* **Excerto da página**
************

No Norte da Península, a menos de 150 quilómetros da cidade do Porto, as quase secretas ilhas Cíes escondem praias de sonho, gastronomia de topo e trilhos de trekking inesquecíveis. Venha descobri-las.
Texto de Bárbara Baldaia
«Desde que o The Guardian escreveu que esta era a praia mais bonita do mundo, isto tem sido assim», diz-nos a rapariga no guichet das informações de turismo mesmo à saída do passadiço de madeira que traz os visitantes do barco para a ilha. O «assim» dela significa barcos a descarregar centenas de pessoas todos os dias, restaurantes a rebentar pelas costuras, filas para tudo, casas de banho com menos limpezas diárias do que aquelas que seria conveniente. Mas entendamo-nos. As ilhas Cíes continuam a valer muito a pena, mesmo depois de o jornal britânico The Guardian, em 2007, as ter catapultado para a fama das cadernetas de turismo com o carimbo de paraíso.
Se assim se pode dizer, as Cíes são um paraíso low cost, com tudo o que a ideia de baixo custo implica: menos comodismo, menos mordomias, mais consumidores e, consequentemente, mais barulho e mais confusão. No entanto, facilmente se descobre o segredo: o paraíso pode estar a um passo disto tudo. Basta caminhar um pouco. Um ou dois quilómetros e… voilá, começa a desenhar-se, por trás do bosque pintado a verde, o recorte de praias idilicamente azul-turquesa.

************

* **Linhas registadas**
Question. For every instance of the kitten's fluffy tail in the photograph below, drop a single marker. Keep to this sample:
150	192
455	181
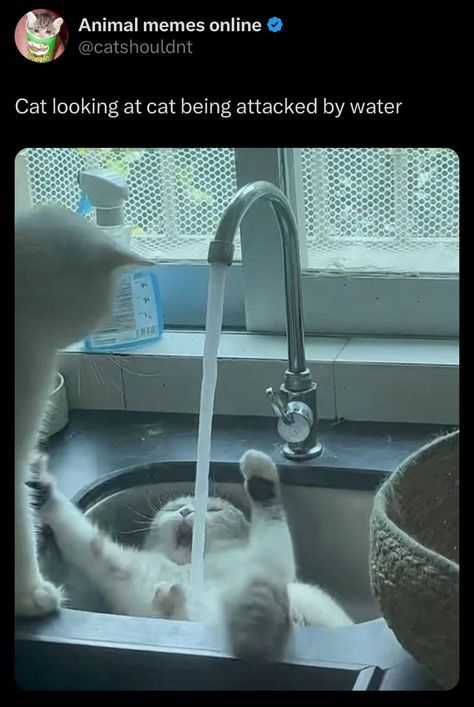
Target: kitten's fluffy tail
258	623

************

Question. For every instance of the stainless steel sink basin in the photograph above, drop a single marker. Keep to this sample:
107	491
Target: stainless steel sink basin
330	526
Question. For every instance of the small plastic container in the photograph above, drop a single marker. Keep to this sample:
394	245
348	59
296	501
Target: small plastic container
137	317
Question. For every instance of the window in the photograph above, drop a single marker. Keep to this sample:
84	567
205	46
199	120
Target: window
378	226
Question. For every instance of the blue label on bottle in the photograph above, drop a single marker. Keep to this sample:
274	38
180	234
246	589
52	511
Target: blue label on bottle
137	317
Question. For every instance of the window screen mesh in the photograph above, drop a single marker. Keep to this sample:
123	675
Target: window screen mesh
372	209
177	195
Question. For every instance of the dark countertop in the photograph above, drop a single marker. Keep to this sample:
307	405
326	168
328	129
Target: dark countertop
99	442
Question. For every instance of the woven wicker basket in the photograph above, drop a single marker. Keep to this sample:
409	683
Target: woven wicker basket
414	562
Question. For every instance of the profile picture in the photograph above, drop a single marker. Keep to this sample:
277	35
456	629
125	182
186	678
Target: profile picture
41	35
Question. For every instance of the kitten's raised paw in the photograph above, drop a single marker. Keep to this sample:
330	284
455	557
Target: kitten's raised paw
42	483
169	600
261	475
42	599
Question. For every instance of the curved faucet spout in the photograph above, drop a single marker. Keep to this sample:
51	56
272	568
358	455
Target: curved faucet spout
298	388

************

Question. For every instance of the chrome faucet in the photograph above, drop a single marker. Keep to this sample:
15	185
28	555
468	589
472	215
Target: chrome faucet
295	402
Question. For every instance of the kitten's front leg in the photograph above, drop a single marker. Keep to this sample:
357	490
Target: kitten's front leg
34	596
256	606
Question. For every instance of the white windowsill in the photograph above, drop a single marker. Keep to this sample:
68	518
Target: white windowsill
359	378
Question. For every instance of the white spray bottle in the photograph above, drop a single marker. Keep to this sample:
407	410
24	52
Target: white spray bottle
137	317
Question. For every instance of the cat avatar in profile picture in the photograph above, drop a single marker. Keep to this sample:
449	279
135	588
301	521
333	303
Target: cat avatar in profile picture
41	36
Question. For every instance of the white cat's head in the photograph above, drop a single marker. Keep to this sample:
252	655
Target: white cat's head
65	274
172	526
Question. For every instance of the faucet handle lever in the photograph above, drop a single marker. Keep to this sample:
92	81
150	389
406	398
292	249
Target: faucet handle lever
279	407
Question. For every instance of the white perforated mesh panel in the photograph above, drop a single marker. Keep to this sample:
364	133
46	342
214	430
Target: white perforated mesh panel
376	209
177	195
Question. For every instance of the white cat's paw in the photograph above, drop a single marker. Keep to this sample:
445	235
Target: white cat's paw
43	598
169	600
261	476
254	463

************

* **O que se pede**
A) Diga se cada afirmação está de acordo com o excerto sobre as ilhas Cíes, respondendo sim ou não e citando as palavras exatas que o decidem: (i) o The Guardian tornou as ilhas famosas em 2007; (ii) as ilhas ficam a mais de 150 quilómetros do Porto; (iii) para chegar às praias azul-turquesa é preciso caminhar mais de dez quilómetros.
B) Transcreva, por favor, o trecho do excerto sobre as ilhas Cíes que começa nas palavras "Se assim se" e termina depois das palavras "praias idilicamente azul-turquesa.".
Não é preciso consultar as linhas.

* **Respostas finais**
A)
(i) Sim: «mesmo depois de o jornal britânico The Guardian, em 2007, as ter catapultado para a fama das cadernetas de turismo com o carimbo de paraíso».
(ii) Não: «a menos de 150 quilómetros da cidade do Porto».
(iii) Não: «Um ou dois quilómetros e… voilá, começa a desenhar-se, por trás do bosque pintado a verde, o recorte de praias idilicamente azul-turquesa».

B)
Se assim se pode dizer, as Cíes são um paraíso low cost, com tudo o que a ideia de baixo custo implica: menos comodismo, menos mordomias, mais consumidores e, consequentemente, mais barulho e mais confusão. No entanto, facilmente se descobre o segredo: o paraíso pode estar a um passo disto tudo. Basta caminhar um pouco. Um ou dois quilómetros e… voilá, começa a desenhar-se, por trás do bosque pintado a verde, o recorte de praias idilicamente azul-turquesa.